**Region labeling entries**
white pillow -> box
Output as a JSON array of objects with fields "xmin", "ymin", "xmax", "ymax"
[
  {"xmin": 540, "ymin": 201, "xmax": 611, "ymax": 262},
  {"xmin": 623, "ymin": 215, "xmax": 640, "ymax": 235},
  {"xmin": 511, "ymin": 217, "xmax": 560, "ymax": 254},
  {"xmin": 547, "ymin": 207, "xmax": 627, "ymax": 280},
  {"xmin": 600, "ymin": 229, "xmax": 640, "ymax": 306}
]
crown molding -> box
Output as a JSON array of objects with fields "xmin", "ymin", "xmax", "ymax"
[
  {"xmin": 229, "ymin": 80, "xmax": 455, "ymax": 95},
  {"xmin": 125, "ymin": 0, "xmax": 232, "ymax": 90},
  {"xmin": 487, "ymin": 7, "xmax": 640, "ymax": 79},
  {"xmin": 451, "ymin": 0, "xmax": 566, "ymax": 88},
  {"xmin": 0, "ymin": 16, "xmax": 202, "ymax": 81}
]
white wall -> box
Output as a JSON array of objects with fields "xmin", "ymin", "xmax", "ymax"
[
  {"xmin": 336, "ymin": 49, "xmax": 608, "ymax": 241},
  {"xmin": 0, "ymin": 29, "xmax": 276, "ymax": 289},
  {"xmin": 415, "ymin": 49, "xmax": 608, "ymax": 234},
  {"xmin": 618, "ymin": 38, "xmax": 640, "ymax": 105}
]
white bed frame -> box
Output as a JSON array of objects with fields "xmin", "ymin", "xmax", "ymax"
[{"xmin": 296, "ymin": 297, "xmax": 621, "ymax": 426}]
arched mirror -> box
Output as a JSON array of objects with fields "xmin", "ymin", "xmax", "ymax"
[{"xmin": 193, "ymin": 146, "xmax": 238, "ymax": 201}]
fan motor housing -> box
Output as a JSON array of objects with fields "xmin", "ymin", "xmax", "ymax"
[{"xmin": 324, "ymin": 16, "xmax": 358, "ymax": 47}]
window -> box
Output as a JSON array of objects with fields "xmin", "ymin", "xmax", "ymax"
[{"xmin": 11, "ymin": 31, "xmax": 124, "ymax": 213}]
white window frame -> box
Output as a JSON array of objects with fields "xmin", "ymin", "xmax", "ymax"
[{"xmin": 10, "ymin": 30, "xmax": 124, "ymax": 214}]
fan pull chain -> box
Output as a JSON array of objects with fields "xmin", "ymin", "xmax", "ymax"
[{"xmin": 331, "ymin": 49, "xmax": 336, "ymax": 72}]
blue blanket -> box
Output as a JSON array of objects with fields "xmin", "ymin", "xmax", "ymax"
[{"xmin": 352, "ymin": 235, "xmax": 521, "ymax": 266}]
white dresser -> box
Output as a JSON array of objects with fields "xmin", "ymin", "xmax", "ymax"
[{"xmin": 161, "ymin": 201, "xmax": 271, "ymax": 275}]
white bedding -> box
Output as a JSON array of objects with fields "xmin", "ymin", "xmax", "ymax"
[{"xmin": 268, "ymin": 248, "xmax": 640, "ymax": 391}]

**EXERCISE**
How many lines in the entries above contain the string "white"? Case counts; give only the number.

**ANSWER TO THIS TASK**
6